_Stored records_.
· · · · ·
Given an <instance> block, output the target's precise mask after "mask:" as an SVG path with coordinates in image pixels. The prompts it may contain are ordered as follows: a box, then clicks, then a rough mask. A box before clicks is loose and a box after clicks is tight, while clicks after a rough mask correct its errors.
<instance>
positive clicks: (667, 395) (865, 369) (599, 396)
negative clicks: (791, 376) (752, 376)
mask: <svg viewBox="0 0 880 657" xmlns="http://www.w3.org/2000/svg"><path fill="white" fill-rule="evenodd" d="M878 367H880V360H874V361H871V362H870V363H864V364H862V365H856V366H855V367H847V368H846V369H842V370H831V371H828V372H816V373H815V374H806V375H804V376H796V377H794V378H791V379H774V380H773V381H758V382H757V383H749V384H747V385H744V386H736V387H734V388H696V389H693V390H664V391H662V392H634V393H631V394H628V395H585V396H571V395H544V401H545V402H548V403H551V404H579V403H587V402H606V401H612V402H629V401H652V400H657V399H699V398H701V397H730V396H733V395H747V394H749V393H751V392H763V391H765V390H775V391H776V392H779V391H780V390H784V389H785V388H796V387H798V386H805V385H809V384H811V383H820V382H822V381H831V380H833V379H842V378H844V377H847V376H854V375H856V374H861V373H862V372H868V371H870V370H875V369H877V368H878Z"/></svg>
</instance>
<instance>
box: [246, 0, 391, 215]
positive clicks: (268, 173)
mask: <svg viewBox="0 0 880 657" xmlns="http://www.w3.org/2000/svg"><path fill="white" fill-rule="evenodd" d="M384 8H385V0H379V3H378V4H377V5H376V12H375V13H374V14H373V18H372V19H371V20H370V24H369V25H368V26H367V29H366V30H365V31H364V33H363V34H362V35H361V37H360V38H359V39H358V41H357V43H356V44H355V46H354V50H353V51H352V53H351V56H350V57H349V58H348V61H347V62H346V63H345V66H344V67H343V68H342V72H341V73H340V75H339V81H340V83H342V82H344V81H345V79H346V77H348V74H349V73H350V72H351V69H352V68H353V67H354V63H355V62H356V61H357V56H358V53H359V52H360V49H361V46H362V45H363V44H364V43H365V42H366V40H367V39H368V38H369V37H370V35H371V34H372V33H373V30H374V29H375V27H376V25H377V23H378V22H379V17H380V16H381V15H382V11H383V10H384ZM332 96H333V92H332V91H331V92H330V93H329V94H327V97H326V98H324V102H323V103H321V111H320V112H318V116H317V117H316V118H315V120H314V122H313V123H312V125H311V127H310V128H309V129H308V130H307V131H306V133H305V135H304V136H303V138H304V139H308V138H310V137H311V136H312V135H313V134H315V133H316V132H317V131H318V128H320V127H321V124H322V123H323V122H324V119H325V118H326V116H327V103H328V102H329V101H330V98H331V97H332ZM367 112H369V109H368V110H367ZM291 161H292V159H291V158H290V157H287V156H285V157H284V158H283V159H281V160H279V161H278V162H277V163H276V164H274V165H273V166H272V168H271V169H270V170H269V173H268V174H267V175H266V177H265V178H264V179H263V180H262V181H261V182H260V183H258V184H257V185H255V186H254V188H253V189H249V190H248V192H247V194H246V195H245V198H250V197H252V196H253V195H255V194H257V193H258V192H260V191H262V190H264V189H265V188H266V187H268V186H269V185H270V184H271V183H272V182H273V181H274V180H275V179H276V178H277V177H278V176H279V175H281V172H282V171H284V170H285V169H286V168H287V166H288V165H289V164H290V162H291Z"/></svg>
· · · · ·
_Work required_. Nothing but a number should be given: the count of lines in the data above with the word "instance".

_Response to this exercise_. 4